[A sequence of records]
————

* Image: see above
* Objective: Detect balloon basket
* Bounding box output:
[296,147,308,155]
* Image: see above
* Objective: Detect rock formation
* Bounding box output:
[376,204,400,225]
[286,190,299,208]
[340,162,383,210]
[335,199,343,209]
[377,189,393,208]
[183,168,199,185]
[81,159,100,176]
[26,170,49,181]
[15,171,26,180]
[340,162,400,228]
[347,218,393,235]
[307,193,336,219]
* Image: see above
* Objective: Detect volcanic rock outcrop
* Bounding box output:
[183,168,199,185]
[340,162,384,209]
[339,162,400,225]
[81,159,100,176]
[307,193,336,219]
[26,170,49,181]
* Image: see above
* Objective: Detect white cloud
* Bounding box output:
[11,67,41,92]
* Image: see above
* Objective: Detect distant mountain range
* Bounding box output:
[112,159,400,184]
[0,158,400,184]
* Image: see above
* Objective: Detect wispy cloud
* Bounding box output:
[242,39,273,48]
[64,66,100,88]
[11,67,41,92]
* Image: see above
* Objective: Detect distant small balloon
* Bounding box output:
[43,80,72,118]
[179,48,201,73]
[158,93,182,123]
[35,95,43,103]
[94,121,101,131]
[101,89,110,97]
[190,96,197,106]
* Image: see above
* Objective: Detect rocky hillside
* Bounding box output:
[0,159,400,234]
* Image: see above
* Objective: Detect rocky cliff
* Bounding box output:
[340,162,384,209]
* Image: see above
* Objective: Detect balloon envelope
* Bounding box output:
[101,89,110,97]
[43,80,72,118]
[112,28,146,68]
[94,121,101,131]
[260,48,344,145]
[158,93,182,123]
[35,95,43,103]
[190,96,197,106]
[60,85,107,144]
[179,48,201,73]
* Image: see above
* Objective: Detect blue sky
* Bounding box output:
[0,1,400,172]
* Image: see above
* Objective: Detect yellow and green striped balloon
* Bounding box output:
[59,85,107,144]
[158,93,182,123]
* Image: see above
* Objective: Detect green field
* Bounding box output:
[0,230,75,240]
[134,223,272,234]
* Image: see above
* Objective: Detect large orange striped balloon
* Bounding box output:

————

Tally the lines in the data above that contain the string "rocky", and reply with only the count.

RESULT OF THIS TASK – 2